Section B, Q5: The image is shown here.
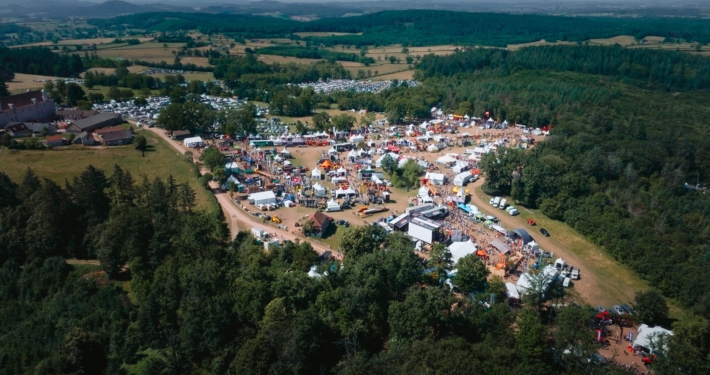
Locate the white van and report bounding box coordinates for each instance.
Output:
[492,197,501,207]
[499,199,507,210]
[489,197,495,205]
[508,209,519,216]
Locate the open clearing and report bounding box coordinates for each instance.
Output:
[373,70,415,80]
[294,32,362,37]
[7,73,66,92]
[589,35,637,46]
[0,130,211,208]
[507,39,576,50]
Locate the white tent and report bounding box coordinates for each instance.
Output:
[420,195,434,203]
[452,162,469,174]
[347,149,358,158]
[313,183,327,196]
[184,136,204,148]
[350,134,365,143]
[427,144,439,152]
[328,147,338,155]
[311,169,323,180]
[437,154,457,164]
[280,148,291,155]
[448,240,477,265]
[397,157,410,168]
[326,198,341,212]
[418,185,430,198]
[372,175,384,185]
[274,155,283,162]
[633,324,673,354]
[357,148,367,156]
[337,167,347,176]
[425,172,445,185]
[453,171,473,186]
[225,162,239,170]
[249,191,276,206]
[335,187,357,198]
[283,160,292,166]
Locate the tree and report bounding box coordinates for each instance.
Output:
[388,288,451,342]
[359,112,375,126]
[302,220,315,236]
[633,290,669,326]
[294,120,309,135]
[64,82,87,106]
[380,154,397,175]
[399,159,423,189]
[156,102,215,133]
[428,243,452,283]
[201,147,225,172]
[331,114,356,132]
[389,56,397,64]
[454,254,490,293]
[218,103,257,139]
[107,86,121,101]
[134,135,147,157]
[406,56,413,65]
[292,241,318,271]
[340,225,387,262]
[515,308,550,373]
[457,101,472,116]
[312,112,330,132]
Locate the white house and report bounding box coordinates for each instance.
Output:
[184,136,204,148]
[249,191,277,206]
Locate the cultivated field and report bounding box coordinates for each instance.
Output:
[373,70,415,80]
[7,73,66,92]
[507,39,576,50]
[588,35,638,46]
[0,130,211,208]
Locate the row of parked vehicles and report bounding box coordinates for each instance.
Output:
[489,196,519,216]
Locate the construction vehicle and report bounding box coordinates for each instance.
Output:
[272,216,282,224]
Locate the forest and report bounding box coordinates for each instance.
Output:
[0,166,707,374]
[415,45,710,91]
[87,10,710,47]
[0,46,84,78]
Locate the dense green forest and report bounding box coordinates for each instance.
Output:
[0,166,707,374]
[0,46,84,78]
[415,45,710,91]
[88,10,710,47]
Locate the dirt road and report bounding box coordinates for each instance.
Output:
[145,127,336,256]
[468,178,606,304]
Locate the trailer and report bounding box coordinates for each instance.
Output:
[359,206,389,217]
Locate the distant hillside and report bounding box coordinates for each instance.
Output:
[88,9,710,46]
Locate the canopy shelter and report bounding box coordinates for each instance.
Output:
[511,228,534,244]
[347,149,358,158]
[225,162,240,171]
[372,175,384,185]
[280,148,291,155]
[490,239,511,254]
[418,185,431,198]
[326,198,341,211]
[336,167,347,176]
[320,159,333,169]
[448,240,477,265]
[437,154,457,164]
[426,172,445,185]
[312,183,327,196]
[350,135,365,143]
[249,191,277,206]
[311,168,323,180]
[633,324,673,354]
[328,147,338,155]
[335,187,357,198]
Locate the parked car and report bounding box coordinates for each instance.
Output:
[613,305,625,315]
[485,215,498,222]
[597,306,607,313]
[571,268,580,280]
[542,251,553,258]
[621,304,633,314]
[540,228,550,236]
[335,220,350,227]
[382,179,393,187]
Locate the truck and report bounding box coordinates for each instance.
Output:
[571,268,580,280]
[499,198,507,210]
[492,196,501,208]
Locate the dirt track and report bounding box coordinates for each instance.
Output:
[145,127,337,256]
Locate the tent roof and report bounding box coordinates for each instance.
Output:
[311,169,322,176]
[511,228,533,244]
[320,160,332,168]
[437,155,457,163]
[313,183,325,190]
[448,240,477,264]
[490,239,511,254]
[633,324,673,353]
[249,190,276,201]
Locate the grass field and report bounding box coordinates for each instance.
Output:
[294,32,362,37]
[507,39,576,50]
[373,70,415,80]
[0,129,211,208]
[588,35,638,46]
[472,185,684,319]
[7,73,66,92]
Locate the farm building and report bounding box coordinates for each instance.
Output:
[171,130,192,140]
[248,191,276,206]
[0,90,55,129]
[56,110,99,121]
[5,122,30,136]
[72,131,95,145]
[99,129,133,146]
[44,135,64,147]
[308,211,332,238]
[184,136,204,148]
[67,112,123,133]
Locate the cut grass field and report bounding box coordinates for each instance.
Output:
[507,39,575,50]
[0,129,211,209]
[472,184,684,319]
[7,73,66,92]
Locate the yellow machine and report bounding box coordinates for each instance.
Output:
[272,216,282,224]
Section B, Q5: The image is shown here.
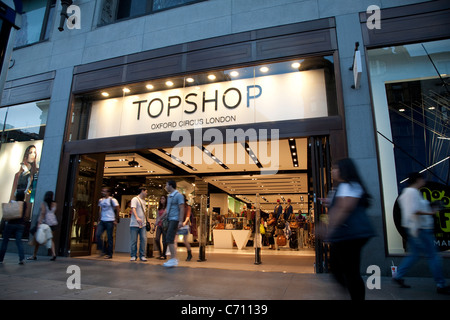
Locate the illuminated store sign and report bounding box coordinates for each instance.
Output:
[88,69,328,139]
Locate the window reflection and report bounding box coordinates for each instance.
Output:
[0,100,49,143]
[14,0,56,48]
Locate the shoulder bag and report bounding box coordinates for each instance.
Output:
[2,201,24,221]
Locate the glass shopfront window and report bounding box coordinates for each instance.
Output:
[367,39,450,254]
[69,56,338,141]
[101,0,207,24]
[0,99,49,234]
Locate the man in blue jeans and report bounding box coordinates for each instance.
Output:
[394,172,450,294]
[163,180,185,268]
[96,187,119,259]
[0,190,27,264]
[130,186,148,262]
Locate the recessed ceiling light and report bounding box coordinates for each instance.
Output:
[208,74,216,80]
[186,78,194,83]
[291,62,301,69]
[123,88,130,93]
[166,81,174,87]
[101,92,109,97]
[260,67,269,73]
[230,71,239,77]
[146,84,154,90]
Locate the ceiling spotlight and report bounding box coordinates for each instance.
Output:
[291,62,301,69]
[186,78,195,83]
[146,84,154,90]
[123,88,130,93]
[230,71,239,77]
[260,67,269,73]
[208,74,216,80]
[166,81,174,87]
[101,92,109,97]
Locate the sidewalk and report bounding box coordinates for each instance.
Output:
[0,252,448,301]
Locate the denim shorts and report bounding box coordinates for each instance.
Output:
[165,220,179,244]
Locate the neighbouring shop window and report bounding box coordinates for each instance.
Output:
[0,99,49,238]
[69,56,338,141]
[14,0,56,48]
[100,0,206,25]
[368,39,450,254]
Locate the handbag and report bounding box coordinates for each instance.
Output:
[2,201,24,221]
[289,221,299,229]
[177,225,190,235]
[277,234,287,246]
[146,221,151,231]
[259,224,265,235]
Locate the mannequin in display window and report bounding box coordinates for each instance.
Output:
[284,199,293,221]
[274,200,283,220]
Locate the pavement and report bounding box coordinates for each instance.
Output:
[0,249,449,307]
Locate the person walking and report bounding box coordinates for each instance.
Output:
[163,180,185,268]
[28,191,58,261]
[393,172,450,294]
[155,195,168,259]
[96,187,120,259]
[0,190,28,264]
[130,186,148,262]
[177,195,192,261]
[324,158,375,300]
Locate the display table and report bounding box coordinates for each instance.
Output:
[114,218,155,253]
[115,218,131,253]
[213,229,252,250]
[213,230,234,248]
[231,230,252,250]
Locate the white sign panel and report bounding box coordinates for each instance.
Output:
[88,69,328,139]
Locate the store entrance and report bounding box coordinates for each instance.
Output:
[62,136,332,272]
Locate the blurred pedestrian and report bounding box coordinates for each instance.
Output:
[176,195,192,261]
[0,190,28,264]
[325,158,375,300]
[163,180,185,268]
[155,195,168,260]
[28,191,58,261]
[393,172,450,294]
[96,187,120,259]
[130,186,148,262]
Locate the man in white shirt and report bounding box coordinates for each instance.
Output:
[130,186,148,261]
[394,172,449,294]
[97,187,120,259]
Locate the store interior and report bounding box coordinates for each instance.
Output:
[71,137,318,271]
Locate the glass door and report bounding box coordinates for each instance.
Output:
[309,136,332,273]
[63,154,105,257]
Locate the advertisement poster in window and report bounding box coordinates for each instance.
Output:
[0,141,43,222]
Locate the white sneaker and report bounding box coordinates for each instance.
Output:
[163,258,178,268]
[130,256,136,261]
[140,256,148,262]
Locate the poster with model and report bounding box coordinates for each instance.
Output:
[0,141,43,220]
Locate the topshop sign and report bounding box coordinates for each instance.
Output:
[88,69,328,139]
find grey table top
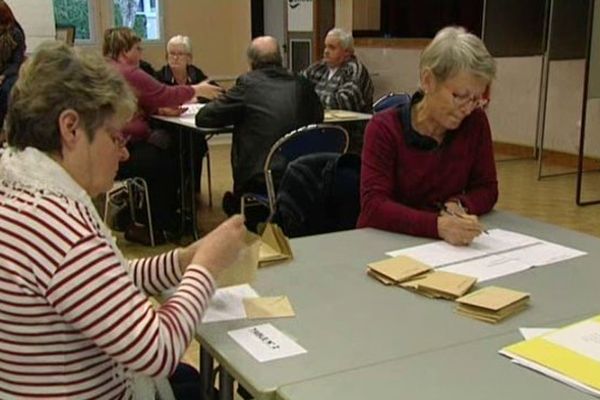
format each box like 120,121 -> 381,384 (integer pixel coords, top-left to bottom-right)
276,315 -> 597,400
196,211 -> 600,399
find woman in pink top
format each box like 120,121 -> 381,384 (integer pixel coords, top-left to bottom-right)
103,27 -> 222,244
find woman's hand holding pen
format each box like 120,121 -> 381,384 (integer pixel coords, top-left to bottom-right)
438,213 -> 483,246
437,201 -> 485,246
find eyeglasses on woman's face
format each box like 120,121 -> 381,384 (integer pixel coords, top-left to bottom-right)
168,51 -> 190,59
450,91 -> 488,110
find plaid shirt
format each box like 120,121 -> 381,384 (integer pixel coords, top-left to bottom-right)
302,56 -> 374,113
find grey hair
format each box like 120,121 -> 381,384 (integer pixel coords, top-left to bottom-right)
167,35 -> 192,54
419,26 -> 496,83
246,36 -> 282,70
327,28 -> 354,53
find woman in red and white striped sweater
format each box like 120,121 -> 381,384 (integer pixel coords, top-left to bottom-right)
0,41 -> 246,399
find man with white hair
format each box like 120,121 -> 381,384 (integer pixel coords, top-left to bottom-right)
302,28 -> 374,113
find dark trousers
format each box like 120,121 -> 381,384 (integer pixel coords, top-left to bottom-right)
168,363 -> 203,400
118,140 -> 179,232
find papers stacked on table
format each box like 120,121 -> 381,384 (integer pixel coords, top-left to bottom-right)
455,286 -> 530,323
500,314 -> 600,397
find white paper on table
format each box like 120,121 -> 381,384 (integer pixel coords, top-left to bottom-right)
201,284 -> 259,323
506,355 -> 600,398
228,323 -> 307,362
519,327 -> 557,340
469,229 -> 540,252
544,320 -> 600,362
385,229 -> 582,269
504,241 -> 587,267
180,103 -> 205,117
386,240 -> 488,267
438,254 -> 532,282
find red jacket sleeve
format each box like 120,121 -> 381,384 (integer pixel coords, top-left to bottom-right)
125,66 -> 195,114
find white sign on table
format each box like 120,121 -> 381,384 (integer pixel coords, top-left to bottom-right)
228,323 -> 307,362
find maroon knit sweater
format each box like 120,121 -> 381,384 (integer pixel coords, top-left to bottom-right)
357,102 -> 498,238
111,60 -> 195,142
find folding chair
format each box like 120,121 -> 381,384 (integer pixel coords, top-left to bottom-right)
240,124 -> 349,220
372,92 -> 411,113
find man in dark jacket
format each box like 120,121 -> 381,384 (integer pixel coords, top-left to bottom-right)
196,36 -> 324,215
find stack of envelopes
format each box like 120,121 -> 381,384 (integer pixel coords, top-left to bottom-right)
367,256 -> 432,285
399,270 -> 477,300
455,286 -> 530,323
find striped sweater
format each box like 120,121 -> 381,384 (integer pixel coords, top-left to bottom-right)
0,186 -> 215,399
301,56 -> 374,113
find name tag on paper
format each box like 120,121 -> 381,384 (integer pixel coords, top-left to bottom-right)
228,323 -> 307,362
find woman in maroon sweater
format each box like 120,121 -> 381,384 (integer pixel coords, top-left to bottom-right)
358,26 -> 498,246
103,27 -> 221,244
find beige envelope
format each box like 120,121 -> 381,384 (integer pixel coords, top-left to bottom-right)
243,296 -> 295,319
367,256 -> 431,283
456,286 -> 530,311
401,271 -> 476,299
259,223 -> 293,267
216,232 -> 261,287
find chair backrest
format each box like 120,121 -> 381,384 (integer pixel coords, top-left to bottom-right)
263,123 -> 349,214
372,92 -> 411,113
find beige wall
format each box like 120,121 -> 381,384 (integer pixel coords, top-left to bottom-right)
345,1 -> 600,157
79,1 -> 251,86
149,0 -> 251,82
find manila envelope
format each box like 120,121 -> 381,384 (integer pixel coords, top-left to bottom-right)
216,232 -> 261,288
401,271 -> 476,299
259,223 -> 293,267
456,286 -> 530,311
367,256 -> 431,283
243,296 -> 295,319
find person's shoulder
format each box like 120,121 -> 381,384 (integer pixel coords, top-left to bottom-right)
463,108 -> 489,128
303,60 -> 327,74
342,56 -> 369,74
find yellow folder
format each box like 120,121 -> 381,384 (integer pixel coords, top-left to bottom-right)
502,314 -> 600,391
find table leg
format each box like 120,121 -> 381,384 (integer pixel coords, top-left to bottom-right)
188,131 -> 200,240
177,127 -> 187,238
218,367 -> 234,400
200,347 -> 214,400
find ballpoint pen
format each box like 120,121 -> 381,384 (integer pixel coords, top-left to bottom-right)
438,203 -> 489,235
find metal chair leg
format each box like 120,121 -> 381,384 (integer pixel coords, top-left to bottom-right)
205,150 -> 213,207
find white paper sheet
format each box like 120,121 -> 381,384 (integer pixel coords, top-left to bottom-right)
503,241 -> 587,267
386,240 -> 487,267
519,327 -> 557,340
545,320 -> 600,362
201,284 -> 259,323
180,103 -> 205,117
438,255 -> 531,282
386,229 -> 540,267
507,356 -> 600,398
228,323 -> 307,362
386,229 -> 585,274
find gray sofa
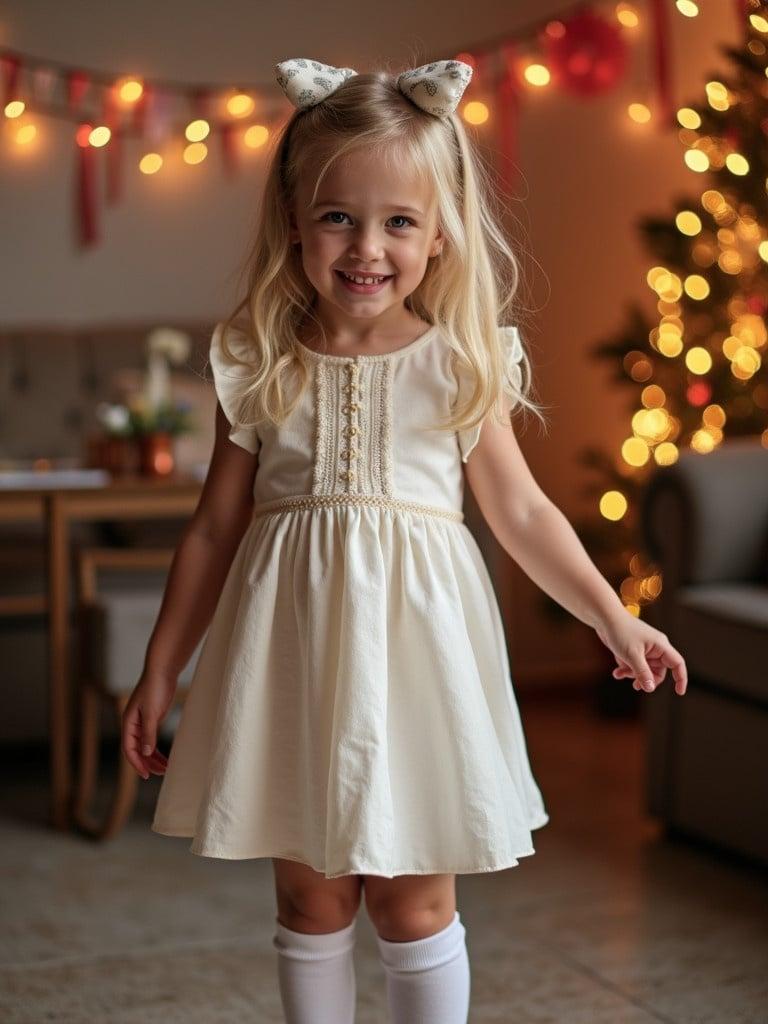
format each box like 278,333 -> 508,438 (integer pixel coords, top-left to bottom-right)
641,437 -> 768,867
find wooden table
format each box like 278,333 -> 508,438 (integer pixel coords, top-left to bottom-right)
0,472 -> 203,830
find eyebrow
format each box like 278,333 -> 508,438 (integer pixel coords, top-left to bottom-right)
312,200 -> 424,216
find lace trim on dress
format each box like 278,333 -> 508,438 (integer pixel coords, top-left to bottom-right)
312,359 -> 331,494
252,492 -> 465,522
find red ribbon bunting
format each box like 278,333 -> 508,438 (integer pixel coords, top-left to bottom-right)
106,128 -> 123,205
219,121 -> 239,177
649,0 -> 675,129
75,126 -> 99,248
1,52 -> 21,105
67,70 -> 90,113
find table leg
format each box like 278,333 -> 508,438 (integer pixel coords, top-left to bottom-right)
46,494 -> 72,829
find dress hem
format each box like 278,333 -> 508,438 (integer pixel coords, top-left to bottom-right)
149,811 -> 550,877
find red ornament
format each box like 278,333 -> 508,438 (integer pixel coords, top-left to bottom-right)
746,295 -> 766,316
687,380 -> 712,407
543,10 -> 628,97
67,70 -> 90,112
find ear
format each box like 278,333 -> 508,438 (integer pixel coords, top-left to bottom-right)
429,225 -> 444,258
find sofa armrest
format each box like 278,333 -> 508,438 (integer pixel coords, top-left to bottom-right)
640,438 -> 768,589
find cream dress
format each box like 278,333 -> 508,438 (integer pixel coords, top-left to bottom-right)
150,320 -> 549,878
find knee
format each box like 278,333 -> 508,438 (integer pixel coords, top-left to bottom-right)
276,882 -> 362,934
365,893 -> 456,942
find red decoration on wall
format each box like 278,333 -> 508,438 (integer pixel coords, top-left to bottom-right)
219,121 -> 239,176
544,9 -> 628,97
132,82 -> 151,136
734,0 -> 751,24
66,70 -> 90,112
106,127 -> 123,205
649,0 -> 676,129
190,88 -> 210,121
75,124 -> 99,248
1,52 -> 21,105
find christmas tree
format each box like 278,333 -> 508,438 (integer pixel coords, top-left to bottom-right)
553,5 -> 768,629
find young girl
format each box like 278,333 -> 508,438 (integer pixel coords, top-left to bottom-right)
122,57 -> 688,1024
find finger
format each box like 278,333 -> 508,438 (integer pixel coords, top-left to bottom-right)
632,658 -> 656,691
664,647 -> 688,695
140,708 -> 158,758
122,706 -> 148,775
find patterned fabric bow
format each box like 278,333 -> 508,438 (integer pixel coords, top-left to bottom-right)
274,57 -> 473,117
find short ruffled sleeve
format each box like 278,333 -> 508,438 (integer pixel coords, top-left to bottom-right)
208,321 -> 261,455
456,325 -> 525,463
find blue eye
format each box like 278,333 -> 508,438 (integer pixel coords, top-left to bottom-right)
321,212 -> 415,229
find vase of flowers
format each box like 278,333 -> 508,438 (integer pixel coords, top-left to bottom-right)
94,326 -> 196,477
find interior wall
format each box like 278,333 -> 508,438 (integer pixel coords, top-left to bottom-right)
0,1 -> 743,683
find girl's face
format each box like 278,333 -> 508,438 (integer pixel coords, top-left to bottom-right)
289,147 -> 443,330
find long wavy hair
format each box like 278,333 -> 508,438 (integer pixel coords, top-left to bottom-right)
218,66 -> 549,439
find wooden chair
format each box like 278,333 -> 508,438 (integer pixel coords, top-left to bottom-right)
72,547 -> 202,840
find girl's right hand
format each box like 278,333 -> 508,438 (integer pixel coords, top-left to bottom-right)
121,672 -> 177,780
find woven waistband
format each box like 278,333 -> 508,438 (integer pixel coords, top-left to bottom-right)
252,493 -> 464,523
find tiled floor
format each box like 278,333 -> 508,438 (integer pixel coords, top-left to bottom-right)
2,694 -> 767,1023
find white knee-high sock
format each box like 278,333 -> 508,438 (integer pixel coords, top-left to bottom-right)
272,916 -> 357,1024
376,910 -> 471,1024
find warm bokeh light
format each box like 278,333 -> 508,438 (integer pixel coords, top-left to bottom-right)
463,101 -> 489,125
677,107 -> 701,129
523,63 -> 551,87
139,153 -> 163,174
705,81 -> 730,111
4,100 -> 25,118
628,102 -> 651,123
185,119 -> 210,142
118,78 -> 143,103
676,0 -> 699,15
88,125 -> 111,147
702,404 -> 726,428
684,149 -> 710,172
14,122 -> 36,145
684,274 -> 710,300
676,210 -> 702,235
75,123 -> 93,148
616,3 -> 640,29
732,346 -> 761,378
641,384 -> 666,408
725,153 -> 749,175
599,490 -> 628,521
691,429 -> 716,453
654,442 -> 679,466
244,124 -> 269,148
227,92 -> 255,117
685,346 -> 713,374
749,14 -> 768,33
621,436 -> 651,466
183,141 -> 208,164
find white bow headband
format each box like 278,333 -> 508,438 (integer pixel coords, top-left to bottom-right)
274,58 -> 473,118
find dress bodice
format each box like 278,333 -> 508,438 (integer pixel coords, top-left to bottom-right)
208,321 -> 523,521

━━━━━━━━━━━━━━━━

| EXERCISE PROMPT |
Whenever a line in the entries above includes the word "ceiling", pull that line out.

| SOLVED EXERCISE |
Locate the recessed ceiling light and report bounding box coordinates for each instance.
Locate the ceiling spotlight and report bounding box coordinates for each instance.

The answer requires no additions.